• [Work to complete]:
Answer from the course announcement below:
(a) How many pages does the book included in Section 8 contain?
(b) Where were the DVDs filmed?
(c) How many copies of Rabbi Wein's Jewish history lectures does the announcement say have been distributed?

Brand New Multi-Media History Course from Rabbi Berel Wein!

SECTION 8 / OLD IDEAS IN A NEW WORLD - Jews at the End of the 19th Century includes:

-326 page BOOK, written and adapted by R. Yaakov Astor and culled from the original lectures with current information and insights added from live lectures given to standing-room-only audiences in Israel. The book offers a summary outline, an edited transcript with annotation, suggested readings, thoughts to ponder, maps ( where applicable) and a timeline.
- 10 DVDs, each is a professional quality visual experience, filmed live in Israel
- 10 CDs, allowing you to take the lectures along with you…in the car, to class, as you relax or wherever or whenever you want to make the most of your valuable time.
- 1 MP3 disk which holds all of the lectures in the section so that you can download them onto your iPod, MP3 player, cell phone or computer.

Over the years, Rabbi Berel Wein fans the world over have requested a new and updated version of the most popular lectures in Jewish history.
Known for over a quarter of a century as ‘the voice of Jewish history,’ Rabbi Wein’s world famous Jewish history lectures ( over 1 million distributed ) now combine decades of new experience with the ultimate in high quality production. Each section of this NEW 10-part multi-media premium course, Triumph of Survival- The Story of the Jewish People from Creation Till Today, is offered in BOOK, DVD, CD AND MP3 formats – so that the one the works best for you is at your fingertips.

• [Data]:
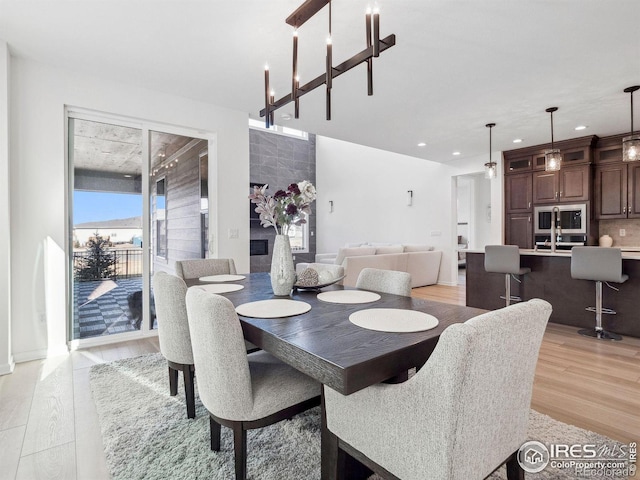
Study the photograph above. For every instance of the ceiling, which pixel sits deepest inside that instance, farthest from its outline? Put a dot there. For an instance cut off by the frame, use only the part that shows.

• [Result]:
(a) 326 pages
(b) Live in Israel
(c) Over 1 million